**SET EXERCISE:**
Beneath this sentence is a listing. Return its lines from the one containing "Target: steep hillside" through the last, exactly, and omit the pictures.

**DATA SHOWN:**
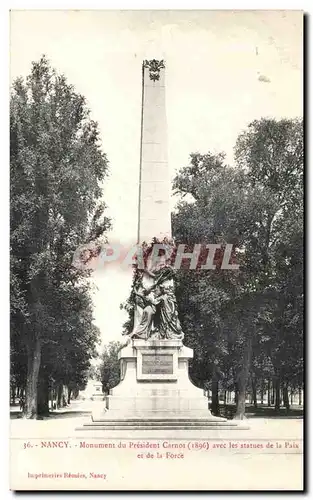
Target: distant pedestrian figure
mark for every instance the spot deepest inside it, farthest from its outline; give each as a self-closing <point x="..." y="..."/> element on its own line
<point x="22" y="403"/>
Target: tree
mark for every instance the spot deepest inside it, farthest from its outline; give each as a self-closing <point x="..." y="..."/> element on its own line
<point x="57" y="167"/>
<point x="233" y="318"/>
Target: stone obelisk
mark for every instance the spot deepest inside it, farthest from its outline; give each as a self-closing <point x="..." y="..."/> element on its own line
<point x="155" y="392"/>
<point x="154" y="214"/>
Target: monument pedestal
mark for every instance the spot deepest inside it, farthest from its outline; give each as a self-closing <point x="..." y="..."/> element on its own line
<point x="155" y="391"/>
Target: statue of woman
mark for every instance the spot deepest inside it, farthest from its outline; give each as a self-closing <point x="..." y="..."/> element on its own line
<point x="169" y="324"/>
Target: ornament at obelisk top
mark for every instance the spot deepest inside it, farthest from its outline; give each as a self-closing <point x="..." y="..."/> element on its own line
<point x="153" y="295"/>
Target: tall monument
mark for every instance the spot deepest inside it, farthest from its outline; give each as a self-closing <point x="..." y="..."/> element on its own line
<point x="155" y="391"/>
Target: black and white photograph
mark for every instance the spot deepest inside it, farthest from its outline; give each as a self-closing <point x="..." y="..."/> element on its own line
<point x="156" y="250"/>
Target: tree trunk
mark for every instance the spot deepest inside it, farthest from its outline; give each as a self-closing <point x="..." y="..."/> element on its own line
<point x="13" y="393"/>
<point x="69" y="396"/>
<point x="215" y="407"/>
<point x="269" y="393"/>
<point x="33" y="365"/>
<point x="43" y="394"/>
<point x="277" y="394"/>
<point x="286" y="397"/>
<point x="273" y="393"/>
<point x="243" y="380"/>
<point x="254" y="396"/>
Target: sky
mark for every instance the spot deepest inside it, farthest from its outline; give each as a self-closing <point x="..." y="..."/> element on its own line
<point x="223" y="70"/>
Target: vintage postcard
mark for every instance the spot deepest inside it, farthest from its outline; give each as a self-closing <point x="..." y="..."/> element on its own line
<point x="156" y="204"/>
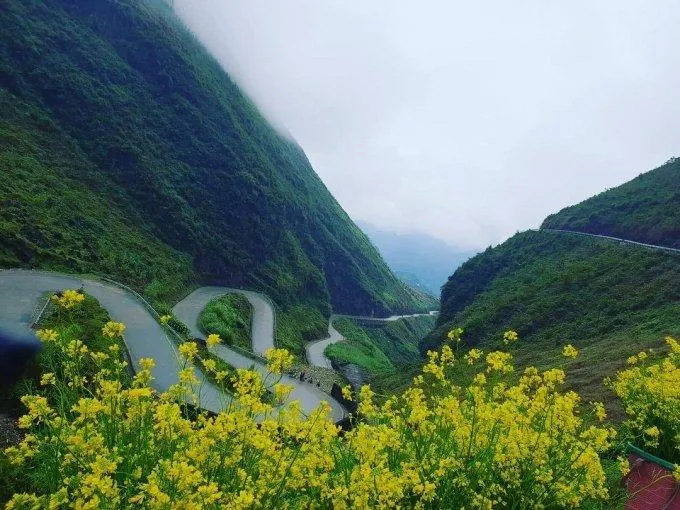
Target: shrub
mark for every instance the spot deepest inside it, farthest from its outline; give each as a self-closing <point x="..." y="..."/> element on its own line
<point x="650" y="393"/>
<point x="490" y="443"/>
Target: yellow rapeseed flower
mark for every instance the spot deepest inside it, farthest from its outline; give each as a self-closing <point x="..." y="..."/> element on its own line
<point x="213" y="339"/>
<point x="113" y="329"/>
<point x="510" y="336"/>
<point x="47" y="379"/>
<point x="278" y="360"/>
<point x="570" y="351"/>
<point x="188" y="350"/>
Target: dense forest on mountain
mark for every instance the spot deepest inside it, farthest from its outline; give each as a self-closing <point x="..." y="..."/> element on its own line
<point x="125" y="149"/>
<point x="645" y="209"/>
<point x="609" y="299"/>
<point x="380" y="347"/>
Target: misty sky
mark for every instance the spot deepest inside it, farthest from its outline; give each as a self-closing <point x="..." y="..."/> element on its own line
<point x="465" y="120"/>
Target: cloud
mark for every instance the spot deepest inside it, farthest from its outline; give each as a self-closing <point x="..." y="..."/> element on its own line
<point x="467" y="121"/>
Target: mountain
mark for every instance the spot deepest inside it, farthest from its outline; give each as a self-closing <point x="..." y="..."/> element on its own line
<point x="609" y="299"/>
<point x="127" y="150"/>
<point x="646" y="209"/>
<point x="422" y="261"/>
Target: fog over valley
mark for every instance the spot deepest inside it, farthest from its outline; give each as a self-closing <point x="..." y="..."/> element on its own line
<point x="466" y="122"/>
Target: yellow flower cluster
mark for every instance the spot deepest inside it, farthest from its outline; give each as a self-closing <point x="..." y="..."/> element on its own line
<point x="510" y="336"/>
<point x="188" y="350"/>
<point x="493" y="443"/>
<point x="651" y="398"/>
<point x="570" y="351"/>
<point x="278" y="360"/>
<point x="213" y="339"/>
<point x="68" y="299"/>
<point x="113" y="329"/>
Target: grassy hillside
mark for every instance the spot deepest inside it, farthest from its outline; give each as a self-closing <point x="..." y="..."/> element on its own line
<point x="646" y="209"/>
<point x="127" y="150"/>
<point x="231" y="317"/>
<point x="609" y="300"/>
<point x="380" y="348"/>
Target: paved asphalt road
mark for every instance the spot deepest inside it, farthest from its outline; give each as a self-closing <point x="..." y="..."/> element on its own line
<point x="188" y="311"/>
<point x="21" y="290"/>
<point x="315" y="350"/>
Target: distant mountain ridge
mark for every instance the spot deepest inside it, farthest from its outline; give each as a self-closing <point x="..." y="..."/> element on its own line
<point x="645" y="209"/>
<point x="609" y="299"/>
<point x="126" y="149"/>
<point x="422" y="261"/>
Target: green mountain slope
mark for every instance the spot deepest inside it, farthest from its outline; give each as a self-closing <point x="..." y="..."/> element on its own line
<point x="127" y="150"/>
<point x="609" y="299"/>
<point x="646" y="209"/>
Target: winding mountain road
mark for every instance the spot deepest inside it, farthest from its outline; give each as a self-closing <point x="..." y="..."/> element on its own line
<point x="611" y="238"/>
<point x="188" y="311"/>
<point x="315" y="350"/>
<point x="21" y="290"/>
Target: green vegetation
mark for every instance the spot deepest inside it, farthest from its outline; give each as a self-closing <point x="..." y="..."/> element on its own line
<point x="297" y="326"/>
<point x="95" y="442"/>
<point x="358" y="348"/>
<point x="609" y="300"/>
<point x="229" y="316"/>
<point x="646" y="209"/>
<point x="85" y="323"/>
<point x="380" y="348"/>
<point x="126" y="150"/>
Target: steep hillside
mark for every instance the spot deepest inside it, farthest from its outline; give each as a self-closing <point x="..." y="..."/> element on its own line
<point x="127" y="150"/>
<point x="646" y="209"/>
<point x="420" y="260"/>
<point x="609" y="300"/>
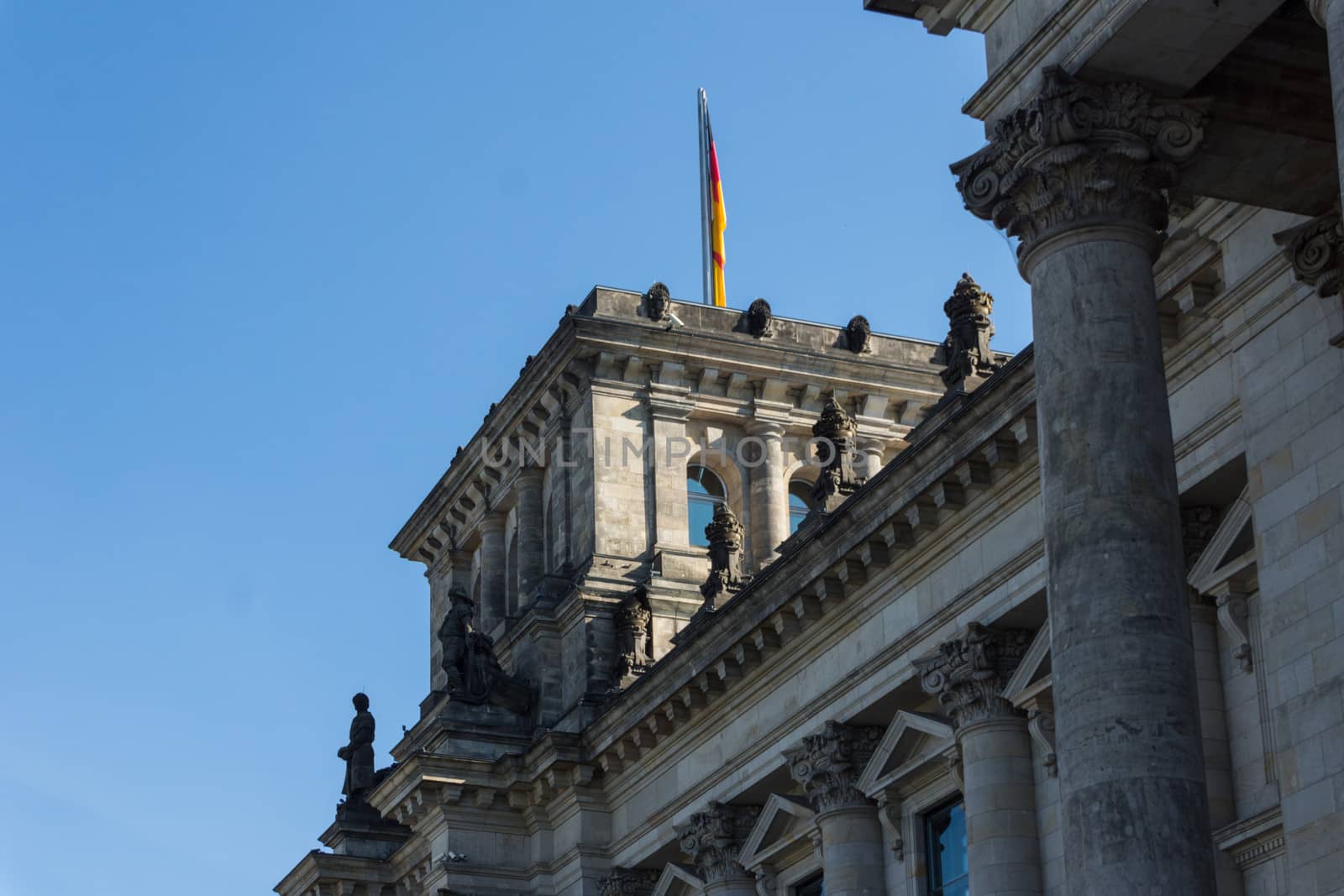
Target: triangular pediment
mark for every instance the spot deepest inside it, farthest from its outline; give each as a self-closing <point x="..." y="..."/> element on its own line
<point x="911" y="741"/>
<point x="1032" y="673"/>
<point x="783" y="822"/>
<point x="678" y="880"/>
<point x="1230" y="551"/>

**RESPONSE TO THE TASK:**
Target: steep hillside
mark for every instance the spot deepest inside it, farthest from its outline; give each as a self-closing <point x="..." y="..."/> element on its own line
<point x="127" y="150"/>
<point x="646" y="209"/>
<point x="420" y="260"/>
<point x="609" y="300"/>
Target: triangular pediment
mark for every instance the spot deepest inside it, farthest from its outline; give each as a self-closing <point x="..." y="..."/> element on its own line
<point x="911" y="741"/>
<point x="1032" y="673"/>
<point x="783" y="822"/>
<point x="678" y="880"/>
<point x="1230" y="551"/>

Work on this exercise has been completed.